Exercise directions:
Can you convert the lines of the listing below, from the line that contains "You are tasked with finding the brown" through the line that contains "370,214 -> 564,261", into a Markdown table with the columns Row and Line? Number each row, skip any blank lines, and include nothing outside that span.

═══ Rows

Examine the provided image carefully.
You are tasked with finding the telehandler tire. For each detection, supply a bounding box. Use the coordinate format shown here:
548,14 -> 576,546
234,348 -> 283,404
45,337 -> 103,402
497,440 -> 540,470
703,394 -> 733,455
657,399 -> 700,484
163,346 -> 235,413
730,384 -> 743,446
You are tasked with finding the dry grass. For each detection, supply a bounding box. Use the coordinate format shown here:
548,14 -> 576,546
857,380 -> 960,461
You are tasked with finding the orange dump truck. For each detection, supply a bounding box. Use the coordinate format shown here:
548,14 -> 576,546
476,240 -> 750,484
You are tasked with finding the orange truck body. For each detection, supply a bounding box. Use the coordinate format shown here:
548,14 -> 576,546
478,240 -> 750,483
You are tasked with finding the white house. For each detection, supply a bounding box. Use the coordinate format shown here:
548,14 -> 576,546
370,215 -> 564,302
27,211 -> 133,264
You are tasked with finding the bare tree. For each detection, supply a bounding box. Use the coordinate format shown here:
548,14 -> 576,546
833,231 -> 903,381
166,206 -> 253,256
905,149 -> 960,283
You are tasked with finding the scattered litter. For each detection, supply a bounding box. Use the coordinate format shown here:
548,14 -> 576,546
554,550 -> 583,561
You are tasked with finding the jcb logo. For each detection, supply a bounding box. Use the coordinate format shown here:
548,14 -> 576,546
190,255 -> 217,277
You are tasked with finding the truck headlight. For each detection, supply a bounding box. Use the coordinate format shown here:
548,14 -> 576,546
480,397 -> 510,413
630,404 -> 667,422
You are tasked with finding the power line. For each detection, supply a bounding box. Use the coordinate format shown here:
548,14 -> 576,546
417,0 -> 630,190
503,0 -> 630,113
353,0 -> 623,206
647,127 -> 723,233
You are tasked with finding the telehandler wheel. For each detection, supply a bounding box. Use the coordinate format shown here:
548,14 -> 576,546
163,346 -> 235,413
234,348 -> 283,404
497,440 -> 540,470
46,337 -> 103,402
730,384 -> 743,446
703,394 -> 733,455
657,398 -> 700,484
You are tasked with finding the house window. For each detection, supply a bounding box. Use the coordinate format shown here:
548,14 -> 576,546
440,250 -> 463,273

══════
═══ Rows

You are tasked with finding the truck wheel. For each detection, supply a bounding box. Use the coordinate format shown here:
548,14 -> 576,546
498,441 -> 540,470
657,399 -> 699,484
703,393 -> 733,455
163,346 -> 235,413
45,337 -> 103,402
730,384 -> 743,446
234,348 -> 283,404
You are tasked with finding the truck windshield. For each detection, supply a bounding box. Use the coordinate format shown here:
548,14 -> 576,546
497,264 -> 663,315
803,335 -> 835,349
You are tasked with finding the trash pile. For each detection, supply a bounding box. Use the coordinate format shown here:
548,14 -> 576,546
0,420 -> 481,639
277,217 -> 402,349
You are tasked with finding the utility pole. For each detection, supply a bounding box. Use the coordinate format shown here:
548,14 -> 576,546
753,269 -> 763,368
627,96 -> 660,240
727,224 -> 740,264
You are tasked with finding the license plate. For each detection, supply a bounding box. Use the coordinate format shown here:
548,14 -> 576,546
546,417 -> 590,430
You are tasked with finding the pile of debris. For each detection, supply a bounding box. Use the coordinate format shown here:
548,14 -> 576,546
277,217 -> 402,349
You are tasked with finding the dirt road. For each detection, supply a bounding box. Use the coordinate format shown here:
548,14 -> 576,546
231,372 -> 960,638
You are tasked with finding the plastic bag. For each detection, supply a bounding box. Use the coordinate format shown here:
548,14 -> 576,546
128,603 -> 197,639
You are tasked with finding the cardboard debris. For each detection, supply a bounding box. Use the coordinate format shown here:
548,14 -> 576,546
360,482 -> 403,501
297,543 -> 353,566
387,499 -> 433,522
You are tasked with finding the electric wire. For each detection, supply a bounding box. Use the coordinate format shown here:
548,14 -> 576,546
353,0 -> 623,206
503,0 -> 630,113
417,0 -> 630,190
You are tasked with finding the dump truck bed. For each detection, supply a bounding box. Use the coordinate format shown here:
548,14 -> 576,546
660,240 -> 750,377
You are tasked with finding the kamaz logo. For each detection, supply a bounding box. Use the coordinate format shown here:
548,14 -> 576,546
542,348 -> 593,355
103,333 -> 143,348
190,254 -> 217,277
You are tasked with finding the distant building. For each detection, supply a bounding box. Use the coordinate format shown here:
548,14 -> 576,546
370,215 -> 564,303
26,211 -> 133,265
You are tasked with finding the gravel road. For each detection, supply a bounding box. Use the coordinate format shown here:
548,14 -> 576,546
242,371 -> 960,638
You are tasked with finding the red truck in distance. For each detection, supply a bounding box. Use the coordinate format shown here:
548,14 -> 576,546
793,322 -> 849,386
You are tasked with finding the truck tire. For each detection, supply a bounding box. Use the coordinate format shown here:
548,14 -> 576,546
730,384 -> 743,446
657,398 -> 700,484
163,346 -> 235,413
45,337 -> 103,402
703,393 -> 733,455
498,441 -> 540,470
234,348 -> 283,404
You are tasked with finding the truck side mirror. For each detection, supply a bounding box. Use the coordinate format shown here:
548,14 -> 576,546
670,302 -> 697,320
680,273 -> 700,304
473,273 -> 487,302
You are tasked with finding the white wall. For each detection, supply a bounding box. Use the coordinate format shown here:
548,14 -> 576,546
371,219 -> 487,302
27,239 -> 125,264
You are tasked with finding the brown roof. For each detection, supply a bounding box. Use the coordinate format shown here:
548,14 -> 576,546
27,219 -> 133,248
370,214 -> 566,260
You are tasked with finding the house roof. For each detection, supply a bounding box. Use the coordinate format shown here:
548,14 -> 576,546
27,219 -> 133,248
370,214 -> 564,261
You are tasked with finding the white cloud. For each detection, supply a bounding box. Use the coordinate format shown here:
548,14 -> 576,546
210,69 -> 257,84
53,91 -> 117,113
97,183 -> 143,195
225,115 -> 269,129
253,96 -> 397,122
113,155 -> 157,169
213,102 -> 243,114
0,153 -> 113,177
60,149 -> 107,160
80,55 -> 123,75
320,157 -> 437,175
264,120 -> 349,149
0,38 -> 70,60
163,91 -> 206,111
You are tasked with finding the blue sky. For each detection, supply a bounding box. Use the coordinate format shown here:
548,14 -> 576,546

══════
═══ Rows

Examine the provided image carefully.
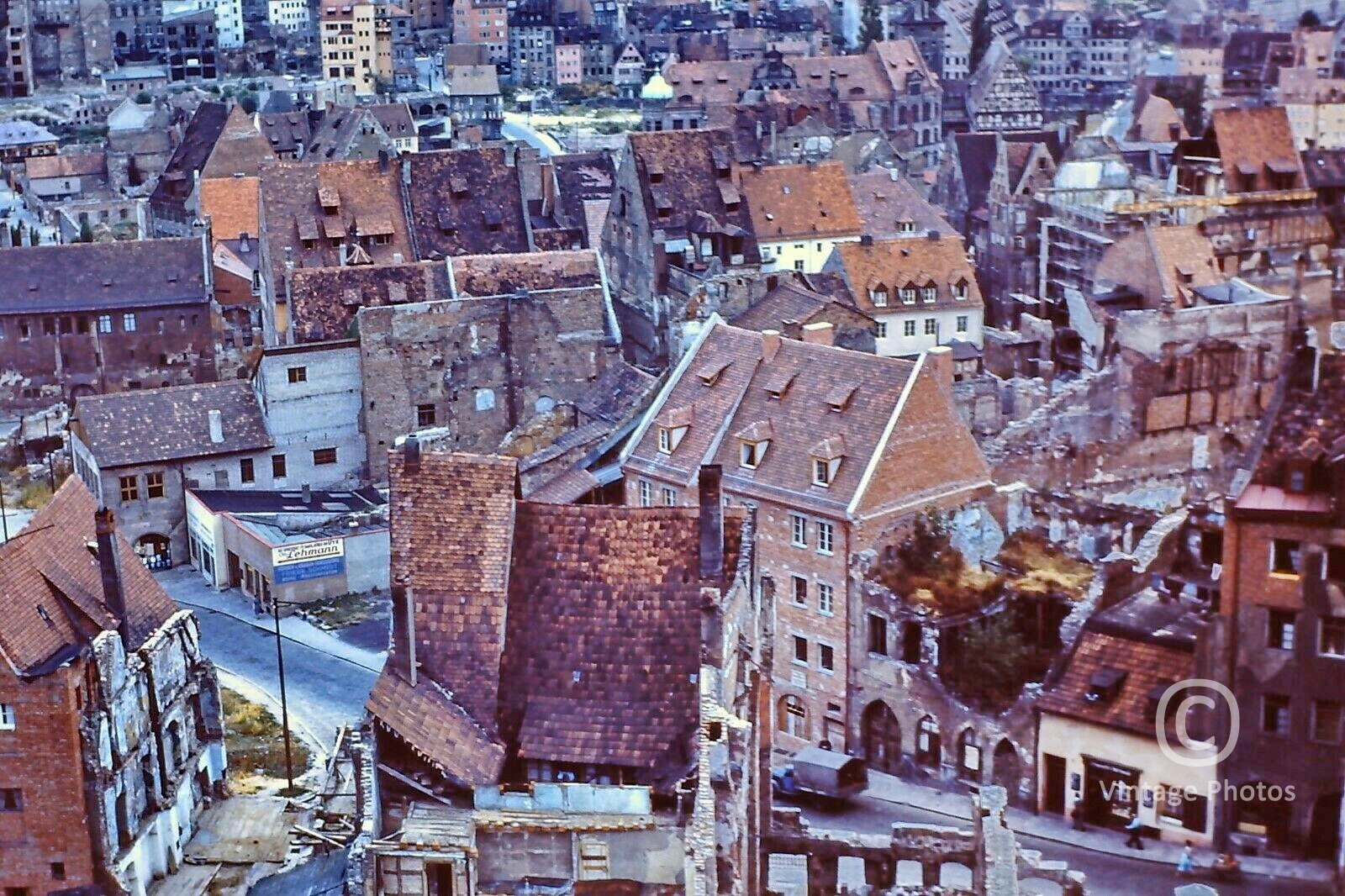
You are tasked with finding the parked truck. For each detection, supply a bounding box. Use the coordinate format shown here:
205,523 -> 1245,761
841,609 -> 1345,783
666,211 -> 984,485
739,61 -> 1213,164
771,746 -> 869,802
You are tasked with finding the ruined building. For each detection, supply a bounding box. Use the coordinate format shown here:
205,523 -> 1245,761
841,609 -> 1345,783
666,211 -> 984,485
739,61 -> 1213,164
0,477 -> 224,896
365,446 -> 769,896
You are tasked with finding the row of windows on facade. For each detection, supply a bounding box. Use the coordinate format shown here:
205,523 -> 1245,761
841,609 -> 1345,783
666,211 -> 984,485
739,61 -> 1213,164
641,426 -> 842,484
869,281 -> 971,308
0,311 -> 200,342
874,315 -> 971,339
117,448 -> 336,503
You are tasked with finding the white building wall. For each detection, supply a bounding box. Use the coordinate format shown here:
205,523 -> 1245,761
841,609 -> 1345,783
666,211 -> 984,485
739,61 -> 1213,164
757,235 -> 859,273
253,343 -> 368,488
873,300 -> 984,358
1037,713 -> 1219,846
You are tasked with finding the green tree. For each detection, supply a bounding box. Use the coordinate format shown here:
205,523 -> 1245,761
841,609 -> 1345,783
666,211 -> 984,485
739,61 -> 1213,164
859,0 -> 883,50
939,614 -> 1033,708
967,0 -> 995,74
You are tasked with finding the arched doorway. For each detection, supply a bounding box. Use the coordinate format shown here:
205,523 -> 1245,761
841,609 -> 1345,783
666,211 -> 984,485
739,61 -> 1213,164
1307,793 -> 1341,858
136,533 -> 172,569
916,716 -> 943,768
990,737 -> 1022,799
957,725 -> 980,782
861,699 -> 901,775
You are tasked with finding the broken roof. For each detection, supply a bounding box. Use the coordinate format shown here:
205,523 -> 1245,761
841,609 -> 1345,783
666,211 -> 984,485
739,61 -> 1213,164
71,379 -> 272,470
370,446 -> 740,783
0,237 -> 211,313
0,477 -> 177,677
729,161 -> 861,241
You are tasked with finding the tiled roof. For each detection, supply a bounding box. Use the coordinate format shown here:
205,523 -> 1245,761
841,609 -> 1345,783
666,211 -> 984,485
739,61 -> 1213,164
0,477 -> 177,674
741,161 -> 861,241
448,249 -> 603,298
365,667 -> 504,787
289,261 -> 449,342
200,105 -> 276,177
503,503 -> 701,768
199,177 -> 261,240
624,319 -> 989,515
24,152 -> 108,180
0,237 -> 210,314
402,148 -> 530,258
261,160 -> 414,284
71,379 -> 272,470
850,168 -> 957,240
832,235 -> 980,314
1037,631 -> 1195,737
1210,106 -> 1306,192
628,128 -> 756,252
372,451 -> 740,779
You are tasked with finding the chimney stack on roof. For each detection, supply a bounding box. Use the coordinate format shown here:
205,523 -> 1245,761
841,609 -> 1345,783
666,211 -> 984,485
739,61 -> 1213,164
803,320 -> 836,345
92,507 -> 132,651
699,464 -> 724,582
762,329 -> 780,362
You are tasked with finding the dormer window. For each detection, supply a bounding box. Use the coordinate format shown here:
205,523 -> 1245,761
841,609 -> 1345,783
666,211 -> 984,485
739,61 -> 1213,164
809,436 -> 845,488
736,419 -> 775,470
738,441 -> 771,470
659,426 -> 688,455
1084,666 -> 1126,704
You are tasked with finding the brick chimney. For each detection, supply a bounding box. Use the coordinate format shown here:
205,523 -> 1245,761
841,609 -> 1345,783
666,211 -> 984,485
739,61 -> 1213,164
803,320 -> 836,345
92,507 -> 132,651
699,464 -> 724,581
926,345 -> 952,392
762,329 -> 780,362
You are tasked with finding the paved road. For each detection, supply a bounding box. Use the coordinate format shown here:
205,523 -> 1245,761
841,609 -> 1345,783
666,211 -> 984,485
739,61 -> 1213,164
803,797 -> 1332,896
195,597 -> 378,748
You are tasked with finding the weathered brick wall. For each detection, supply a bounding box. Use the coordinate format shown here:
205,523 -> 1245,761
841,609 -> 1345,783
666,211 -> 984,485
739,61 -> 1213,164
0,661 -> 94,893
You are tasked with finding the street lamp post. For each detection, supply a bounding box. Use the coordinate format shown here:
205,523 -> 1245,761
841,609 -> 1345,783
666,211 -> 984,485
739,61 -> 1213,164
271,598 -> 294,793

══════

The reply:
| Row | Line |
|---|---|
| 1 | You are tasked with finding the brown roof. For each detection, supply a bounding box. Use the coordinate format shown here: |
| 2 | 548,14 -> 576,546 |
| 3 | 27,219 -> 133,248 |
| 4 | 370,214 -> 566,260 |
| 5 | You are tasked with finding the house roof. For each detection, supply a bounding box. Use the coordinate format shown here: |
| 6 | 548,14 -> 576,546 |
| 7 | 27,219 -> 133,248 |
| 8 | 370,214 -> 564,261 |